*WHAT IS BEING ASKED*: Can you put every line of the rows below into a JSON list of strings, one string per line, with any blank lines left out?

Data lines:
'''
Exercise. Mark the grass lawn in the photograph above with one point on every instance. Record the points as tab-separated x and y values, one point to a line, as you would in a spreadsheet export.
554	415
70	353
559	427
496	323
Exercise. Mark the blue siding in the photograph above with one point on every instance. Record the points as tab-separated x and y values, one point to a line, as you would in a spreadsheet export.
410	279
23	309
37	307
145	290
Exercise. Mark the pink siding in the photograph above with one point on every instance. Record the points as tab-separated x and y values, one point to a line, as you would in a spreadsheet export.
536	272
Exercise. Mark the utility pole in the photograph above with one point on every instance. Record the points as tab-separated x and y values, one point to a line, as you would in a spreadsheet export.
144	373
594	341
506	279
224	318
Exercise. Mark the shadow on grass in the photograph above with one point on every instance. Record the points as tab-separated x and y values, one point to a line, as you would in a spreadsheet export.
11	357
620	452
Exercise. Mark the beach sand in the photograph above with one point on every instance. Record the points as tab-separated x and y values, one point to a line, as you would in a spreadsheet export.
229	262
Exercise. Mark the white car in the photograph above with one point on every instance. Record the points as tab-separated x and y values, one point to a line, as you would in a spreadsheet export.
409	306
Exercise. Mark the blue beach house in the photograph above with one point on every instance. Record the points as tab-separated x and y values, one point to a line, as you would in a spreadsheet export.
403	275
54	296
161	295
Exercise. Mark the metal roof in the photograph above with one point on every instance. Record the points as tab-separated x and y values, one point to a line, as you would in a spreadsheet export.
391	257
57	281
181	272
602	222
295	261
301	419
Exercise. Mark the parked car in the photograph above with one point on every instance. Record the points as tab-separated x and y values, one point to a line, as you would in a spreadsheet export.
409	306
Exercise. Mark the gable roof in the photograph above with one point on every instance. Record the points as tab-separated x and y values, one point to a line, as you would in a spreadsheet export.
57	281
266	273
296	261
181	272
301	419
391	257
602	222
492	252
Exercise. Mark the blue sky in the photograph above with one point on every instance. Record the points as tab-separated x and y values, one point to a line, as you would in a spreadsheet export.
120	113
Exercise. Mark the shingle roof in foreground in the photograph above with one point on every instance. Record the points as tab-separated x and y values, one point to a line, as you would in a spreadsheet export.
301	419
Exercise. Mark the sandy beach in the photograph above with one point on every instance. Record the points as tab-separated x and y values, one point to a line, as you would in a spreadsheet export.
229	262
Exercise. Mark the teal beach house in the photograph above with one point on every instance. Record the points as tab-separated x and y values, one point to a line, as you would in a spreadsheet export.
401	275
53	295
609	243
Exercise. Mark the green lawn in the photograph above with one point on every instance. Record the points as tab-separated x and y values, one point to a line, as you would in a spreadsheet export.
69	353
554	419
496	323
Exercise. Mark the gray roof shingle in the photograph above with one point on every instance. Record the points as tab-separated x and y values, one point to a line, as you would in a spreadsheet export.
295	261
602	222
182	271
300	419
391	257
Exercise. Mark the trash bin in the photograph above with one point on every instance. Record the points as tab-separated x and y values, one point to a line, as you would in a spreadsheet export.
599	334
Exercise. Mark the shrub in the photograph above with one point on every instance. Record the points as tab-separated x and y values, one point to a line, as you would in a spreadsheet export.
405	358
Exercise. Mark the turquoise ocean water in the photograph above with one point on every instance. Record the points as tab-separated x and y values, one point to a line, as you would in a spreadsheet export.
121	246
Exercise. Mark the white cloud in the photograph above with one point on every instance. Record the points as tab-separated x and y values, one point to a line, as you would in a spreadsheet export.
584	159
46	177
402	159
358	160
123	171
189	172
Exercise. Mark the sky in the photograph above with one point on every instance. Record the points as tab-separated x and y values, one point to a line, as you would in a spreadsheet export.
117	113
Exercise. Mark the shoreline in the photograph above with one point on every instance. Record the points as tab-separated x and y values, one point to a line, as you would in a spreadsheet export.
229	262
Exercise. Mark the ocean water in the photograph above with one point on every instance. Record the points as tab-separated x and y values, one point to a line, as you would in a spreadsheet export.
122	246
'''
*OUTPUT OF THE EXERCISE*:
[
  "Exercise. Mark the grass lawn in the photograph above with one point on every instance. Record the points as tab-separated x and y values, one point to a line, as you would in a spreadsheet export.",
  "554\t415",
  "70\t353",
  "559\t427",
  "496\t323",
  "Exercise. Mark the blue siding in the photograph above with one point on every instance. Record the points as tab-separated x and y values, one point to a line, as you would in a spreadsheet export.",
  "410\t279",
  "23\t309",
  "37\t307",
  "145\t290",
  "Exercise. Mark the pink siding in the photograph above with one point on every instance. Record the points as tab-separated x and y values, one point to a line, as you would in a spreadsheet export.",
  "536\t272",
  "Exercise. Mark the utility pole in the photograph above with one point on every instance. Record the points as tab-separated x and y values, one point to a line, as you would in a spreadsheet export.",
  "144\t373",
  "594\t341",
  "506\t279",
  "224\t318",
  "Exercise. Mark the shadow on grass in the photograph above with one point on every instance. Record the points as tab-separated x and y values, one point to a line, as you would in a spreadsheet export.",
  "11\t357",
  "620\t452",
  "Exercise. Mark the beach sand in the photograph above with one point on every instance. Record the points as tab-separated x and y values, one point to a line, as you would in a spreadsheet export.",
  "229\t262",
  "Exercise. Mark the white car in the photograph above with one point on every instance. Record the points as tab-separated x and y values, one point to a line, as you would in a spreadsheet export.",
  "409\t306",
  "Exercise. Mark the blue beach house in the photograph above with one point on every instance. Record the points as tab-separated x and y values, one point to a line, as you would in a spreadsheet export.",
  "403\t275",
  "54\t296",
  "161\t295",
  "Exercise. Mark the metal roof in the photograph above with one point on every instance. Record the points as tab-separated x and y values, one point to a line, as you would in a spreadsheet export.",
  "391\t257",
  "57\t281",
  "181\t272",
  "602\t222",
  "295\t261",
  "301\t419",
  "Exercise. Mark the parked car in the photograph above with one point on every instance. Record the points as tab-separated x and y values, one point to a line, as you would in a spreadsheet export.",
  "409\t306",
  "Exercise. Mark the gable roof in the photograph above with one point on every instance. Record the points as tab-separated x and y values, one point to a line, as you would in a spreadsheet export.",
  "57\t281",
  "266\t273",
  "296\t261",
  "181\t272",
  "301\t419",
  "391\t257",
  "602\t222",
  "492\t252",
  "Exercise. Mark the blue sky in the photograph above with one point on every instance. Record the points as tab-separated x and y values, one point to a line, as you would in a spreadsheet export.",
  "120\t113",
  "Exercise. Mark the shingle roof in foreground in the photograph above with one point on every instance. Record the points as tab-separated x and y values, one point to a line, as you would in a spreadsheet export.",
  "301\t419",
  "Exercise. Mark the sandy beach in the photograph above with one point on every instance. Record the points as tab-separated x and y values, one point to a line, as you would in a spreadsheet export.",
  "229\t262",
  "Exercise. Mark the teal beach house in the photograph above with one point on every instance. Record the points as tab-separated x and y values, one point to a line, as you would in a spreadsheet export.",
  "401\t275",
  "53\t295",
  "609\t243",
  "Exercise. Mark the green lawn in the photograph above with one point on every instance. Record the points as tab-separated x and y values, one point to a line, as you would in a spreadsheet export.",
  "69\t353",
  "554\t419",
  "496\t323",
  "Exercise. Mark the gray roof shingle in the photograph above with one point on every instance. Record the points as tab-separated x and y values, one point to a line, as you would in a spreadsheet export.",
  "295\t261",
  "602\t222",
  "182\t271",
  "300\t419",
  "391\t257",
  "Exercise. Mark the trash bin in the photograph above with one point on every instance. Record the points as tab-separated x and y values, one point to a line, as you would in a spreadsheet export.",
  "599\t334",
  "Exercise. Mark the shrub in the photograph above with one point on every instance. Record the points as tab-separated x and y values, one point to a line, as you would in a spreadsheet export.",
  "405\t358",
  "Exercise. Mark the turquoise ocean water in the photograph above with one point on every instance. Record the points as tab-separated x and y values, one point to a line, as you would in a spreadsheet export.",
  "121\t246",
  "Exercise. Mark the white cloud in the photograph above with one point on every instance. Record the points as tab-separated x and y values, one point to a line, as you would in a spreadsheet export.",
  "584\t159",
  "46\t177",
  "402\t159",
  "358\t160",
  "123\t171",
  "189\t172",
  "Exercise. Mark the sky in the photograph above with one point on every instance. Record the points as tab-separated x and y values, one point to a line, as you would in a spreadsheet export.",
  "117\t113",
  "Exercise. Mark the shoreline in the photograph above with one point on every instance. Record the points as tab-separated x and y values, one point to a line, as you would in a spreadsheet export.",
  "229\t262",
  "Exercise. Mark the ocean water in the photograph above with one point on every instance. Record the points as tab-separated x and y values, one point to a line, as you would in a spreadsheet export.",
  "122\t246"
]